• Excerpted data:

-- start --

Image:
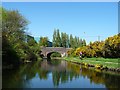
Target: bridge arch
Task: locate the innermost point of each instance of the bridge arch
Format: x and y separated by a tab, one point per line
50	53
47	51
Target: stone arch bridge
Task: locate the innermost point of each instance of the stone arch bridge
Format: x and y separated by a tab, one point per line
47	51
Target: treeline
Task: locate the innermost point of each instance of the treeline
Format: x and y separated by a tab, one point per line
109	48
17	45
68	41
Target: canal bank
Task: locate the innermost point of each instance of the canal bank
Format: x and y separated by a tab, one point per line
97	63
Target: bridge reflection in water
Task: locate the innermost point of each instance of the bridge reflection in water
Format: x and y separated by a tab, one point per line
58	73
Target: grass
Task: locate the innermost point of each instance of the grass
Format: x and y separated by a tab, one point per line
110	63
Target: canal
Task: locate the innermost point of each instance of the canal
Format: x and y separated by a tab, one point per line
58	74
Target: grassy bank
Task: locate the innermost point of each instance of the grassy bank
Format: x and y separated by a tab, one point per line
104	62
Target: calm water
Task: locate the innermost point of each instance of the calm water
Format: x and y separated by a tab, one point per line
58	74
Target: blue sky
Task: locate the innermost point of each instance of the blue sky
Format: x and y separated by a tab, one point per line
86	20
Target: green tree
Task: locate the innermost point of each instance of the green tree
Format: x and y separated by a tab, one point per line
54	38
31	41
43	41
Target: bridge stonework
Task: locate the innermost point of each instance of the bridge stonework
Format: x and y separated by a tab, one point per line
47	51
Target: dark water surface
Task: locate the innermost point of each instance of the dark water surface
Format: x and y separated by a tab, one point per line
58	74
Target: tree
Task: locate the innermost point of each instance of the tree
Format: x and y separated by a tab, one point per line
43	41
54	38
71	41
58	39
84	42
31	41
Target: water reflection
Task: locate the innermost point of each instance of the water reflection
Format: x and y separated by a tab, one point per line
57	73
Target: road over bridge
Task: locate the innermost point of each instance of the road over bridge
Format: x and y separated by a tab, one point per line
47	51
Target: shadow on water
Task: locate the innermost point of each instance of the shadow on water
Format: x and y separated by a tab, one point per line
60	73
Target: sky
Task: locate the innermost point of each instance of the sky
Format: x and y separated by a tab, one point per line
86	20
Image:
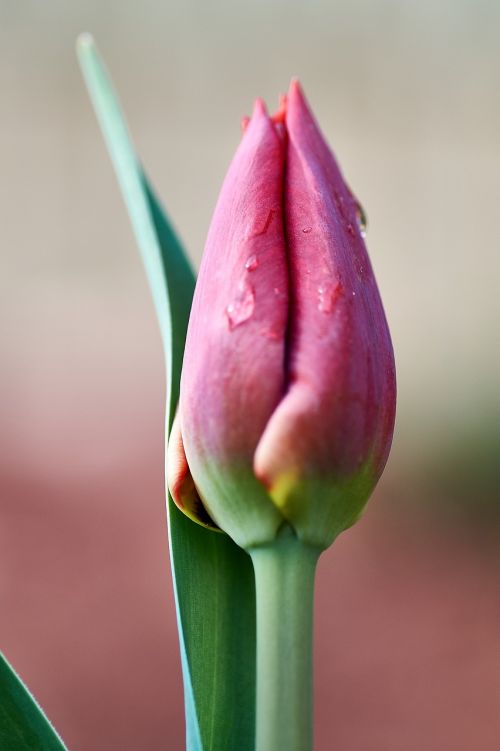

-- end --

• Stated task:
Copy out every record above line for line, leaving out the pictures.

• Final result:
Image:
Target: bridge arch
Task: locate the innermost point of each instance of the bridge arch
Format: x and y separated by a tab, one point per line
50	53
47	51
Target: stone arch bridge
Task: locate the innermost point of each instance of the stone arch bridge
Format: x and y separated by a tab, one point per line
47	51
Target: treeline
Task: locate the innermost point of each instance of the treeline
Format: x and y separated by a tab, one point per line
109	48
17	45
68	41
Target: canal bank
Task: locate the innermost point of each instance of the canal bank
Format: x and y separated by a tab, one point per line
97	63
Target: bridge reflection in water
Task: locate the innermost point of each instance of the bridge reflection in water
Format: x and y separated by a tab, one point per line
58	73
Target: grass
Task: locate the innermost point of each instance of the grass
Format: x and y separated by a tab, one point per line
110	63
Target: canal
Task: locate the innermost point of each instance of the canal
Format: x and y separated by a tab, one point per line
58	74
Target: grassy bank
Task: locate the innermost point of each instance of the grassy bank
Format: x and y separated by a tab, one point per line
104	62
Target: calm water
Task: locate the innermost point of each instance of the calm water
Format: x and y separated by a tab, one point per line
58	74
Target: blue sky
Task: locate the innermost point of each instance of the blue sky
Format: x and y separated by a tab, one point per line
86	20
Target: green tree
Task: locate the innermost point of each instance of the green tree
Format: x and y separated by a tab, one point per line
54	38
31	41
43	41
Target: bridge stonework
Task: locate the innermost point of each instance of the bridge stonework
Format: x and y separated by a tab, one point per line
47	51
Target: dark water surface
Task: locate the innermost point of each instance of the dark water surface
Format: x and y separated by a tab, one point per line
58	74
Target: tree
Task: locate the innermost point of each instance of the tree
Format: x and y separated by a tab, one point per line
43	41
54	38
71	41
58	39
84	42
31	41
Target: water reflection
Task: locate the innermost point of each instance of the water reflection
Format: x and y separated by a tab, one point per line
57	73
Target: road over bridge
Task: locate the innermost point of each instance of the road over bridge
Format: x and y separated by a tab, one point per line
47	51
Target: shadow on water
Task: locate the innermost point of each instance of the shadow on water
Format: x and y separated by a tab, one point per line
60	73
Target: sky
Task: locate the innermost point of each instance of the sky
Format: x and y separated by a tab, one point per line
86	20
Image:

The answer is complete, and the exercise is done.